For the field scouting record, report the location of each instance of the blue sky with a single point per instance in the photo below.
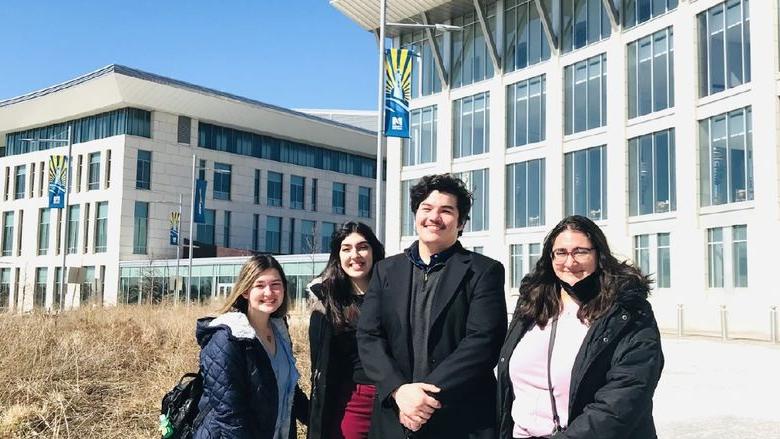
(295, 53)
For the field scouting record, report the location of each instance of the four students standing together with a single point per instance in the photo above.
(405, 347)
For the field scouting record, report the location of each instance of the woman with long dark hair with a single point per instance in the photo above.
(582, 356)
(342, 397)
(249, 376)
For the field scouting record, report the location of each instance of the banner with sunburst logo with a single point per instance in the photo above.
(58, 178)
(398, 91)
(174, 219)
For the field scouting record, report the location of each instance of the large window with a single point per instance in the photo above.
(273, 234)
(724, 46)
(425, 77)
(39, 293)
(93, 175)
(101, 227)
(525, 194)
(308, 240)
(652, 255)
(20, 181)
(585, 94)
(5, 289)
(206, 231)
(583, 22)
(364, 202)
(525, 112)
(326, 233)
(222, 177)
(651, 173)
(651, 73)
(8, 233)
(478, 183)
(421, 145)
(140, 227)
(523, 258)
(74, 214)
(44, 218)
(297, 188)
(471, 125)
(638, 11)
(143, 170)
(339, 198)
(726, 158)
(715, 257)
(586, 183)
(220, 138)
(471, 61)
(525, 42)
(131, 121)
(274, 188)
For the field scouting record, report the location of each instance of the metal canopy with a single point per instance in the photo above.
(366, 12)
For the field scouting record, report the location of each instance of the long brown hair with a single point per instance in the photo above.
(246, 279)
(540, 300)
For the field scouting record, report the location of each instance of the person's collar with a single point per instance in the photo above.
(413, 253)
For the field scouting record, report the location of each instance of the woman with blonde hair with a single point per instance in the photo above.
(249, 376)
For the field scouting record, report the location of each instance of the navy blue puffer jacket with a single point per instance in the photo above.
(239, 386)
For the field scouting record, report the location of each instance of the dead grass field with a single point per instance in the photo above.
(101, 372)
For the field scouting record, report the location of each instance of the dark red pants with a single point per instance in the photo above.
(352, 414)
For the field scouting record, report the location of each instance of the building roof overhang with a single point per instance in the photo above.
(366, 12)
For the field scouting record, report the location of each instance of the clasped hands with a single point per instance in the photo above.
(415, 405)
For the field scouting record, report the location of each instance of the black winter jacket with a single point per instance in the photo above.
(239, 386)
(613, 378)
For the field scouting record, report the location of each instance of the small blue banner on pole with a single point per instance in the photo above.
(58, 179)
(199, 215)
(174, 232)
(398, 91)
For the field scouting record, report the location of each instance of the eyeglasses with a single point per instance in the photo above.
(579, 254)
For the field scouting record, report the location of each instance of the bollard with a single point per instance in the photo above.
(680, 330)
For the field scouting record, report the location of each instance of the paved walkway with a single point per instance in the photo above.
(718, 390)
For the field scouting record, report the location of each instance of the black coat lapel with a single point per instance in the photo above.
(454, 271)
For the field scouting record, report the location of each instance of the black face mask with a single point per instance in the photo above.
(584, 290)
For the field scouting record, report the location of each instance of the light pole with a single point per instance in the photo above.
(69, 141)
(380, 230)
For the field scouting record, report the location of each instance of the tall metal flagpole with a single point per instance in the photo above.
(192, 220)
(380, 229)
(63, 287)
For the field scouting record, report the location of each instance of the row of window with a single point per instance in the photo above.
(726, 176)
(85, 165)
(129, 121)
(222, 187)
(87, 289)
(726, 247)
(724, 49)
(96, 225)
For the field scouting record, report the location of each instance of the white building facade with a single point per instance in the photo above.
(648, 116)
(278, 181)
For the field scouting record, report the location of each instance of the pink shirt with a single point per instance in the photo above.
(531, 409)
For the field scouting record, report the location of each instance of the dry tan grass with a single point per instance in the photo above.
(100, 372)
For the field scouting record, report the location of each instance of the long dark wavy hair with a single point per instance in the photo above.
•••
#### What you need to do
Reproduce every line above exactly, pictures excluded.

#### Solution below
For the field scouting record, report the location of each instance of the blue sky with a single point per instance in the photo below.
(295, 53)
For the field scouting record, report the location of each instance of the four students standing together with a single point per instance in the photo above.
(405, 347)
For the field scouting record, report the location of each instance of the woman with long dark hair with a single point per instance in the photo above.
(582, 356)
(342, 397)
(249, 376)
For the field scouting record, report the location of each instance of the banner with sunburst logo with a single point per instance in the photo above.
(58, 178)
(398, 91)
(174, 219)
For the field scouting record, report the location of each instance of the large window with a single point per instance in the photo above.
(273, 234)
(724, 46)
(425, 77)
(39, 293)
(93, 175)
(101, 227)
(525, 194)
(308, 240)
(652, 255)
(20, 181)
(585, 94)
(5, 289)
(206, 231)
(583, 22)
(364, 202)
(525, 112)
(326, 233)
(222, 177)
(651, 173)
(651, 73)
(8, 233)
(478, 183)
(421, 145)
(140, 227)
(523, 258)
(74, 214)
(44, 218)
(297, 188)
(471, 125)
(638, 11)
(143, 170)
(339, 198)
(726, 158)
(715, 257)
(586, 183)
(220, 138)
(471, 61)
(525, 42)
(131, 121)
(274, 188)
For the field scouting record, report the location of each instance of the metal canopy with a single point per instance in the photo above.
(366, 12)
For the field scouting record, report the location of each instance of the long brown hair with a single point per instance in the photo above.
(246, 279)
(540, 300)
For the field scouting record, report the location of each instance of the person's collar with a single point per instance in the photo above.
(413, 253)
For the field scouting record, report the location of each instance of the woman with blonde hair with a single point per instance in the photo above.
(249, 376)
For the field scouting record, report the location of each instance of the navy blue puffer jacket with a single point per instance in the photo above.
(239, 386)
For the field scouting record, report the location of each instance of the dead grass field with a single point per instance in the photo above.
(101, 372)
For the field scouting record, report the location of each instance of the dark red pants with a single point per instance in the photo above.
(352, 414)
For the field scouting record, report the location of each instance of the building roof overhang with a single point per instance in the photo above.
(366, 12)
For the field scouting record, report the location of each instance of the clasped hands with a single point per instance in the photo above.
(415, 405)
For the field scouting record, report the location of each instance of the black winter jacket with a single point per instance in the photo above.
(239, 386)
(613, 378)
For the field scouting record, report the location of each instance of the small blue banner on pole with a single point per instance in the photo above.
(58, 179)
(199, 215)
(174, 232)
(398, 91)
For the field scouting record, report the location of each instance of the eyeglasses with a single point per instance in the photo above.
(579, 254)
For the field scouting record, report the location of each instance of the bollard with a single point per instance in the photo above.
(680, 330)
For the field scouting record, report the location of each instance of the paved walkway with a single point per instance in the photo above.
(718, 390)
For the field scouting record, report the location of each instance of the black coat lapel with a single point per instance in the photo above.
(454, 271)
For the field scouting record, report the location of each instance of the black face mask with a single point per instance in the photo above.
(584, 290)
For the field scouting record, report the location of each instance of the light pole with a single point per instance in the photo above.
(69, 141)
(380, 230)
For the field scouting record, report the location of each instance of the tall metal flagpole with a single point per instance in the photo above.
(192, 220)
(380, 229)
(63, 287)
For the field scouting record, report the location of each instance of the row of window with a single point per instance in the photo above.
(726, 176)
(85, 165)
(129, 121)
(222, 187)
(87, 289)
(726, 247)
(724, 49)
(96, 225)
For the field scouting record, report the location of each instance of the white building facade with a single point per instance in the photo above.
(648, 116)
(278, 181)
For the field scouting record, report the location of each instance of the pink shirt with a single point per instance in the photo above.
(531, 409)
For the field scouting record, report the location of each instance of the dry tan grass with a single point per instance in the photo above.
(100, 372)
For the field scouting record, report the location of each instance of the long dark wavy hair with a single point per instance in the photo above.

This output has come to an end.